--- MATERIAL SUPPLIED ---

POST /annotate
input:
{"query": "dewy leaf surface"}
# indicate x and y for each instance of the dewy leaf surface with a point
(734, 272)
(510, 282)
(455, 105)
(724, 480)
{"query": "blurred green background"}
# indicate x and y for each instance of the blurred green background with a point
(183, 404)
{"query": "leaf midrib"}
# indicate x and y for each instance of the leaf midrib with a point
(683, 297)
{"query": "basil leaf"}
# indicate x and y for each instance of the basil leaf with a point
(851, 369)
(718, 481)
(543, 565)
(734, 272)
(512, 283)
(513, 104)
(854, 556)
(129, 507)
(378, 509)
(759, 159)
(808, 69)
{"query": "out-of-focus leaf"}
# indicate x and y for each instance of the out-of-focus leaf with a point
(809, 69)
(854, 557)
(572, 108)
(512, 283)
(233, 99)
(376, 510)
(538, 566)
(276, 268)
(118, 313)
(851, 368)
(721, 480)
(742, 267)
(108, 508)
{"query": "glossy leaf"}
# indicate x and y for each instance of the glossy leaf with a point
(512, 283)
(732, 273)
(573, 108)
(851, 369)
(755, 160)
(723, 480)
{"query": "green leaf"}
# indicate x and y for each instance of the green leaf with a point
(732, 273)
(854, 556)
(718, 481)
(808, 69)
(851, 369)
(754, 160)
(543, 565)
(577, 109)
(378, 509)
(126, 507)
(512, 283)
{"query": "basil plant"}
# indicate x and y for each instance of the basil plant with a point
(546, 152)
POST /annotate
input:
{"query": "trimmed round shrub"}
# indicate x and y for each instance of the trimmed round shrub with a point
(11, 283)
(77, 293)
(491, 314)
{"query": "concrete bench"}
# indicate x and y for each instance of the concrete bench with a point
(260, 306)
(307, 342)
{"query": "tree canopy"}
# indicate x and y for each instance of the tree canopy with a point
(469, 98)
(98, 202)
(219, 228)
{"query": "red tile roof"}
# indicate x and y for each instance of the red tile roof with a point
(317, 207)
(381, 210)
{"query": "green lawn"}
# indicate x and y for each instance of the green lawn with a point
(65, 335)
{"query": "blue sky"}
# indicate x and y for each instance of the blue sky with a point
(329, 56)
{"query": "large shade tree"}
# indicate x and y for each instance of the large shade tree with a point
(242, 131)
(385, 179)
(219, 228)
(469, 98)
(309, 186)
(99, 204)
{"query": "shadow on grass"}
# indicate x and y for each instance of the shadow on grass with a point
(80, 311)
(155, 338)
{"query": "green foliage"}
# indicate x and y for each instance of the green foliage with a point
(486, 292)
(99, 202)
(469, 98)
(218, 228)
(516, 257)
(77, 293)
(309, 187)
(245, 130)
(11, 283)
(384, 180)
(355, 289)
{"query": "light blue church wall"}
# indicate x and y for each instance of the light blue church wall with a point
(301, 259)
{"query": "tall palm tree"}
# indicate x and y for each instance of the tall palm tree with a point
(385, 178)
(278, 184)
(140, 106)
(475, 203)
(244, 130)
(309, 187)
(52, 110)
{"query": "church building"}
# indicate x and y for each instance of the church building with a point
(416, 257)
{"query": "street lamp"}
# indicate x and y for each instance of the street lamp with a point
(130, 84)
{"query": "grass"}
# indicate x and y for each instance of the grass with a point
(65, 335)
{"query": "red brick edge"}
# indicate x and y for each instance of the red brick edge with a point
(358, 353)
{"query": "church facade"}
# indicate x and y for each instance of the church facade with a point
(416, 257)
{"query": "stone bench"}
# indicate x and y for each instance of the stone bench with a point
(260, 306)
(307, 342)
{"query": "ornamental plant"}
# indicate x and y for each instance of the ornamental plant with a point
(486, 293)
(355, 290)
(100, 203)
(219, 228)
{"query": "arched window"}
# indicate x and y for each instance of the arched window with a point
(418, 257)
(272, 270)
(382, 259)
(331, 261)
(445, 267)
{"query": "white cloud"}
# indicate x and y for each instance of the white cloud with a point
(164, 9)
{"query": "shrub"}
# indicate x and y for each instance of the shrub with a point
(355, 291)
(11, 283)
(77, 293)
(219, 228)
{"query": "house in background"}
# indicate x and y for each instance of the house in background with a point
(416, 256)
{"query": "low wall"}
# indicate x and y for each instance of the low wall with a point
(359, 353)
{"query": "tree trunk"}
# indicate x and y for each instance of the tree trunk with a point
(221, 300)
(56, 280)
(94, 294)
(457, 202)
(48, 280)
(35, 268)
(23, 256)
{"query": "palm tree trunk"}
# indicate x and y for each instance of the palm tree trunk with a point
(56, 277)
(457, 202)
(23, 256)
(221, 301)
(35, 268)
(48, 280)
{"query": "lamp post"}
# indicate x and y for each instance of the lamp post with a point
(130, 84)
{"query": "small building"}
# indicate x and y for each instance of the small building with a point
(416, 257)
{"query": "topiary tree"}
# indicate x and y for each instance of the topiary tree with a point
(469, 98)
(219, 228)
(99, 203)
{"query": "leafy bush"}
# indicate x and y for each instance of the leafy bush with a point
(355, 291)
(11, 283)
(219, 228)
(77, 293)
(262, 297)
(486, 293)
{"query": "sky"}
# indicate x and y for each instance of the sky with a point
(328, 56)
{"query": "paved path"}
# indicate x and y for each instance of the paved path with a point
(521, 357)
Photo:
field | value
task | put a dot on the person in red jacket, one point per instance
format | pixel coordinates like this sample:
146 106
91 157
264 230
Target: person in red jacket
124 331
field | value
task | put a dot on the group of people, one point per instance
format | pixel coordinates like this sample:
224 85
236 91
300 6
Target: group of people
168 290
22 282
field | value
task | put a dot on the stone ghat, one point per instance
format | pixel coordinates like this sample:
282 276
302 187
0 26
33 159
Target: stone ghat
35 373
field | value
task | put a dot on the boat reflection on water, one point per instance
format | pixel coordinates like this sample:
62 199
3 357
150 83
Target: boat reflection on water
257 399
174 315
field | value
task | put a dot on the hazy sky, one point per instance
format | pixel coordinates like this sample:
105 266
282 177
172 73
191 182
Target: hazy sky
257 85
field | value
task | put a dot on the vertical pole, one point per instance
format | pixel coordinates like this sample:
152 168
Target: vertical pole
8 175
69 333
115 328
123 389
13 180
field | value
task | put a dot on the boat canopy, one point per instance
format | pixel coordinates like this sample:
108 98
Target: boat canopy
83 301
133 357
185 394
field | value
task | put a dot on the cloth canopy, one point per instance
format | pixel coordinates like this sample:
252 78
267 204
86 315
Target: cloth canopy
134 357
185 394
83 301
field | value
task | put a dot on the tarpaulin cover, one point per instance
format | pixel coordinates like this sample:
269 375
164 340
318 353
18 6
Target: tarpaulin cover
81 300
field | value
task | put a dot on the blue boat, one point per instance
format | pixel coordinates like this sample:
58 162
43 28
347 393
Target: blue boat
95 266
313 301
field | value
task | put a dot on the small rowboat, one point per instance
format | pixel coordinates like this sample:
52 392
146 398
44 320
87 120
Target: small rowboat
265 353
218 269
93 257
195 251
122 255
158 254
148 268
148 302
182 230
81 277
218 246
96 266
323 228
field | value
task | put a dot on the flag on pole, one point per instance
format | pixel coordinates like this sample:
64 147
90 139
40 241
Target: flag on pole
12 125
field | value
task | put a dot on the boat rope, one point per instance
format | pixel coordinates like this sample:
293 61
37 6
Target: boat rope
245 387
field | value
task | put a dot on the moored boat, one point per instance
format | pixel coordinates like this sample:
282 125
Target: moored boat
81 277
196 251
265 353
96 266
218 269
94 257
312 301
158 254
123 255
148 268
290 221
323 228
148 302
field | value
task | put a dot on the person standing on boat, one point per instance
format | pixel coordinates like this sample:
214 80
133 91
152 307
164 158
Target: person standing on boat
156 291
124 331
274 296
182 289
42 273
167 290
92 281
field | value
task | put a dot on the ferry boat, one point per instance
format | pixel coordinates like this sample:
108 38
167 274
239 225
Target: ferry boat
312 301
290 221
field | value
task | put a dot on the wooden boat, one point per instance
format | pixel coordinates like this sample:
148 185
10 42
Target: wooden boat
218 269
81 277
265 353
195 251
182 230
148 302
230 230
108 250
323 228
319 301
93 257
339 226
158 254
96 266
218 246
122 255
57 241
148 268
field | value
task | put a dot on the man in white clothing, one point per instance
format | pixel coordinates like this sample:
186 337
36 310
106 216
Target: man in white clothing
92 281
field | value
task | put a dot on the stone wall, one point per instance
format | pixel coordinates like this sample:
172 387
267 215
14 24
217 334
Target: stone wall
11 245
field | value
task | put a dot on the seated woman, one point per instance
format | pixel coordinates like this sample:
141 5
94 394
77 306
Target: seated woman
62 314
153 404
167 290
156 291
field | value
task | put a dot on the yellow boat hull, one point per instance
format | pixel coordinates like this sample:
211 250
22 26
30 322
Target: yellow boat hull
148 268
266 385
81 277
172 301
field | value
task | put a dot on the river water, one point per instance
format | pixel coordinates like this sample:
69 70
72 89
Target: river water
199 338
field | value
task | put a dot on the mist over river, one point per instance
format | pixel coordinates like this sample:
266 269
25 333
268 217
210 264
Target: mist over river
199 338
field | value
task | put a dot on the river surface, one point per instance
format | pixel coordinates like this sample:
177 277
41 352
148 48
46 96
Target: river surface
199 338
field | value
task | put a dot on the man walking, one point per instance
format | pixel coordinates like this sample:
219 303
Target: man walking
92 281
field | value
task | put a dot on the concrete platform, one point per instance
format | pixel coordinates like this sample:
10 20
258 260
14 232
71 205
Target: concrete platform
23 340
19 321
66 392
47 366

---

- _WHAT IS NEEDED_: Extract each line of the records that contains the string "surface". Treat uppercase and lowercase as different.

- _RESULT_:
{"query": "dewy leaf surface"}
# indicate x and y for each instance of the dewy leaf surface with a point
task | put a dot on the river surface, one point per instance
Target: river surface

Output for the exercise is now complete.